Cattle-smuggling a factor, too
The disease “caught fire” in Nicaragua, spreading along cattle-smuggling routes to Mexico, experts say. Cattle smuggling—and illegal ranching in protected areas such as the Maya Biosphere Reserve in northern Guatemala—has boomed over the past 15 years along with trafficking of drugs, contraband and migrants trying to reach the United States.
Alejandro Zaldívar-Gómez, a PhD student at the National Autonomous University of Mexico (UNAM) who applied mathematical modelling to the proliferation of the screwworm, says the pest’s spread through Central America indicates it is traveling in trucks. On its own, the fly can move only 1.6 to 1.9 kilometers (1 to 1.2 miles) per day, says Zaldívar.
Outbreaks in quick succession dozens of miles apart mean the fly or its larvae must be traveling on cattle being transported, most likely by smugglers, he says. (Authorities limit movements of legally registered cattle and check animals for disease before travel, so they are a less likely vector, experts say.)
Zaldívar and Radachowsky note the geographic pattern of outbreaks correlates with a map of cattle-smuggling routes published by InSight Crime, a Washington, D.C.-based research group that studies organized crime in Latin America. The screwworm outbreak reflects “a whole socioeconomic phenomenon” of smuggling and migration, Zaldívar says.
Cattle smuggled through Central America to Mexico—some 800,000 a year—are in most cases fattened in Mexico and slaughtered there principally for local consumption, experts say. Cattle that meet U.S. standards are bred in Mexico for sale in the U.S. Concern that these cattle might carry screwworm prompted the United States to close its border to Mexican cattle and other livestock from November to February and again in May. The suspension will be reviewed monthly, according to the USDA.
Alvaro Iván Bustillos Fuentes, president of the Regional Cattle Ranchers’ Union of Chihuahua in Mexico, says the loss of trade across the United States border was costing cattle ranchers millions of dollars a day. Speaking on the Mexican television show Aristegui Noticias on May 14, Bustillos said the New World screwworm threatened not only Mexico’s cattle, but also its “deer, sheep, horses, even public health.”

• **Source data**

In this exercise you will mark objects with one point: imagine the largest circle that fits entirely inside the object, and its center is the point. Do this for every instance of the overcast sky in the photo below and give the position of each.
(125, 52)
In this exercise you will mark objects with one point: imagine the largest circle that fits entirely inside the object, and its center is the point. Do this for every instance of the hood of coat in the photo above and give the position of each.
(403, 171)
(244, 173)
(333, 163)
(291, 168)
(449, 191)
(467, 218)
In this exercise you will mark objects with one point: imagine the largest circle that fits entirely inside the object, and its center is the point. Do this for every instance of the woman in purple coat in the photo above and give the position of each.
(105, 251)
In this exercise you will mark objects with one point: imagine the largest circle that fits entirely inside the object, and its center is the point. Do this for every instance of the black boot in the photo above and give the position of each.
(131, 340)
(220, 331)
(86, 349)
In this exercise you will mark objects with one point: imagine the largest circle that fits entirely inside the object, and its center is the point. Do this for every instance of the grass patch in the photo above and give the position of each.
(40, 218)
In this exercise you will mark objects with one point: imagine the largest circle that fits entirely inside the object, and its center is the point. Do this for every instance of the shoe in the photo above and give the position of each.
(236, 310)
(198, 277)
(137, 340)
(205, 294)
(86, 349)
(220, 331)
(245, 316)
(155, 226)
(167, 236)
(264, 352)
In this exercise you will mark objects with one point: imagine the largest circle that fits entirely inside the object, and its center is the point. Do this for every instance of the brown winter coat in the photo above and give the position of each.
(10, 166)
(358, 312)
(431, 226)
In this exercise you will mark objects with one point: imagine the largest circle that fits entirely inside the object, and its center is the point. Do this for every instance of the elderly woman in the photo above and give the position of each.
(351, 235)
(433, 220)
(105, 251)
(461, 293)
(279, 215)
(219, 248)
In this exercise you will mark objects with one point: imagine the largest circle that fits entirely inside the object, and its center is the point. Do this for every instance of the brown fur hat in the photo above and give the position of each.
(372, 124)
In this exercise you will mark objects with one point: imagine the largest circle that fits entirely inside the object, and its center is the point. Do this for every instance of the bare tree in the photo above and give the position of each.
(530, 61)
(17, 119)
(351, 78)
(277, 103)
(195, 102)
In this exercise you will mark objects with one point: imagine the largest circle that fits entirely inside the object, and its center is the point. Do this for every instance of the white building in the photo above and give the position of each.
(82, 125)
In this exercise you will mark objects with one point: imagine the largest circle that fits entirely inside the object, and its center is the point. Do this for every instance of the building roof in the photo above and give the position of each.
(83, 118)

• **Problem to solve**
From the screwworm passage, give again the part that opens with the words containing "Cattle-smuggling a factor, too" and closes with "the United States.". The records play no part in what comes next.

• **Response**
Cattle-smuggling a factor, too
The disease “caught fire” in Nicaragua, spreading along cattle-smuggling routes to Mexico, experts say. Cattle smuggling—and illegal ranching in protected areas such as the Maya Biosphere Reserve in northern Guatemala—has boomed over the past 15 years along with trafficking of drugs, contraband and migrants trying to reach the United States.